Fun Stuff > ENJOY
Books that changed your life
Misereatur:
--- Quote from: Lise ---The Curious Incident of the Dog in the Night Time
--- End quote ---
I heard so much about it, and after I read it it was just 'meh'. I was really disappointed.
GuitarJunkie:
The one I have to say would be "Crime and Punishment" by Dostoevsky more than anything else. Much more than anything else I've read.
On the Road along with "Dharma Bums both influenced me pretty deeply and also influenced my choice of avatar.
Default.mp3:
All Quiet on the Western Front, by Erich Maria Remarque. It has basically been the most illuminating account about the capacities and limits of the human psyche. Heart-wrenching ending.
The Things They Carried, by Tim O'Brien. Just wow. This book showed me how the difference between reality and what happens in your mind is minimal, and far too easily blurred.
Hyperspace: A Scientific Odyssey Through Parallel Universes, Time Warps, and the 10th Dimension, by Michio Kaku. A science popularizer about modern physics, such as string theory, chaos theory, M theory, etc. (shut up already, if you like books, your a nerd; what books it is matters not). It basically gave me a whole new outlook on life, and the implications of our actions.
Jurassic Park, by Michael Crichton. Malcolm's speech about how Earth and life would never actually be destroyed, just Humanity, through our actions, profoundly changed my perceptions about just why humans were on Earth (hey, I was in fifth grade, this was radical stuff).

**DATASET ENTRIES**
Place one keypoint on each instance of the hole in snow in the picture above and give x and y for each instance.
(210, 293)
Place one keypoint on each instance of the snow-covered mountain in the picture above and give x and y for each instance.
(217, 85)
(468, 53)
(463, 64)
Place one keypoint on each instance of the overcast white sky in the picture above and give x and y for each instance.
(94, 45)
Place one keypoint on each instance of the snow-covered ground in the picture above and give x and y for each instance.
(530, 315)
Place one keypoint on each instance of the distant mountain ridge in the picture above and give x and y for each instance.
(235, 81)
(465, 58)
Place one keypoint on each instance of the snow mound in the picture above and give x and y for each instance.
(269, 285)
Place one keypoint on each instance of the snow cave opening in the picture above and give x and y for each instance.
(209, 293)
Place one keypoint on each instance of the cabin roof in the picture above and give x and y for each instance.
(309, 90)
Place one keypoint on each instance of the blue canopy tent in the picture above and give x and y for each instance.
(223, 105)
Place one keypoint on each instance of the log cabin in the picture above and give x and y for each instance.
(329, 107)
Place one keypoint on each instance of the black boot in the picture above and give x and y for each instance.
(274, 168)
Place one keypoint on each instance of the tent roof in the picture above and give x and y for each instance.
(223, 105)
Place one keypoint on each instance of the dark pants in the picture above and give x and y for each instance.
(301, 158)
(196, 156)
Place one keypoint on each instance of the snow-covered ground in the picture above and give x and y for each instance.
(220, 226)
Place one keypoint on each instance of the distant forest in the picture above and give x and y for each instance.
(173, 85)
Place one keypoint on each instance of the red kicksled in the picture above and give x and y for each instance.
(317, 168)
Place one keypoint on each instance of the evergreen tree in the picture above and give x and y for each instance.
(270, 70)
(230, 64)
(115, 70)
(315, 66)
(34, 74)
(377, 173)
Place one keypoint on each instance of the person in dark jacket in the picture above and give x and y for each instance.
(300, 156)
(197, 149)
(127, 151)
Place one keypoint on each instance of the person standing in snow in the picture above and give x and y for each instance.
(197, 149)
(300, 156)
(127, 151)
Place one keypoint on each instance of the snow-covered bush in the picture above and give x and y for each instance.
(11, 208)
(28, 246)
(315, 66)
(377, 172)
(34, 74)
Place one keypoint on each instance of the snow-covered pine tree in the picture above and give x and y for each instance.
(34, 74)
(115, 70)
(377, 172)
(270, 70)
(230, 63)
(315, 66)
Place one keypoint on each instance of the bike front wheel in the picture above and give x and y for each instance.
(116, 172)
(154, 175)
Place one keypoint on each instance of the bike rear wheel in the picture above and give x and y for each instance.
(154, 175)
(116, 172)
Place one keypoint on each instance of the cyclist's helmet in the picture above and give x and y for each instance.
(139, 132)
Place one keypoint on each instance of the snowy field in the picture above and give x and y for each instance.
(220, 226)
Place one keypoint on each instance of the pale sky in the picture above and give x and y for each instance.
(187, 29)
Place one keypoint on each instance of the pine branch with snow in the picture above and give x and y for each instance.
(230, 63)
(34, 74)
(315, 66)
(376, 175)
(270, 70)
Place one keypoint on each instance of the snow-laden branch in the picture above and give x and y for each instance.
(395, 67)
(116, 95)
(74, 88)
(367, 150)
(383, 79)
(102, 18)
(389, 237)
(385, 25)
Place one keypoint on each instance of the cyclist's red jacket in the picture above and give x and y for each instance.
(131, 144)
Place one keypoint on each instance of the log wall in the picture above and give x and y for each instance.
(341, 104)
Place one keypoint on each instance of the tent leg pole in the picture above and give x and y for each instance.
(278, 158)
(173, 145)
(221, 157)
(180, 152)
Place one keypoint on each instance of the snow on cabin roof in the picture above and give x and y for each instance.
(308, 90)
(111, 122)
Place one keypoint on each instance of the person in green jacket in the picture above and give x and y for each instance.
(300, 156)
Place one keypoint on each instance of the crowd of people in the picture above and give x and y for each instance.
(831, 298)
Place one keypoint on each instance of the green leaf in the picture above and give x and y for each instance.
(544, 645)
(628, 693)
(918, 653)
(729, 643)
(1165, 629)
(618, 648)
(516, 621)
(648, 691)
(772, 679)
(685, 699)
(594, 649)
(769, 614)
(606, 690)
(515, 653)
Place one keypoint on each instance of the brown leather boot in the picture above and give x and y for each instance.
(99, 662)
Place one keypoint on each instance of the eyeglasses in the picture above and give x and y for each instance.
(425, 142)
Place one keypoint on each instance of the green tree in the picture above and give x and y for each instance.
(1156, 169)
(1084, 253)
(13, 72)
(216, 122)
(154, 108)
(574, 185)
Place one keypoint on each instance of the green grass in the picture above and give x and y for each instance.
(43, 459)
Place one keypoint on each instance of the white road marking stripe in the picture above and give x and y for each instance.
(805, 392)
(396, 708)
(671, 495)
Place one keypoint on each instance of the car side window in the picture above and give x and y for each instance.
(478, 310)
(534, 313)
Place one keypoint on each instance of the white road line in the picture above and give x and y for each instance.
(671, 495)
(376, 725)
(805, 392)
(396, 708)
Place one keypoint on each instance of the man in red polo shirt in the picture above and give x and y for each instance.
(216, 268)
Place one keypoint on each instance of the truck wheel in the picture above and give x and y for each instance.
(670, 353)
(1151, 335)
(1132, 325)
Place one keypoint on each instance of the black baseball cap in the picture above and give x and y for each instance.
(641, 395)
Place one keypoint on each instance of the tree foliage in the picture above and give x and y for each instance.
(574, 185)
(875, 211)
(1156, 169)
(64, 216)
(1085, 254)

**CHALLENGES**
1. In the forum thread on life-changing books, quote everything from "Fun Stuff >" down to "choice of avatar.".
2. In the forum thread on life-changing books, rewrite the paragraph beginning "The Things They Carried, by Tim O'Brien" in a single shorter sentence that keeps its main facts.
The items come from a separate source.

**ANSWERS TO EACH TASK**
1.
Fun Stuff > ENJOY
Books that changed your life
Misereatur:
--- Quote from: Lise ---The Curious Incident of the Dog in the Night Time
--- End quote ---
I heard so much about it, and after I read it it was just 'meh'. I was really disappointed.
GuitarJunkie:
The one I have to say would be "Crime and Punishment" by Dostoevsky more than anything else. Much more than anything else I've read.
On the Road along with "Dharma Bums both influenced me pretty deeply and also influenced my choice of avatar.

2. Tim O'Brien's The Things They Carried showed the poster that the difference between reality and what happens in the mind is minimal and far too easily blurred.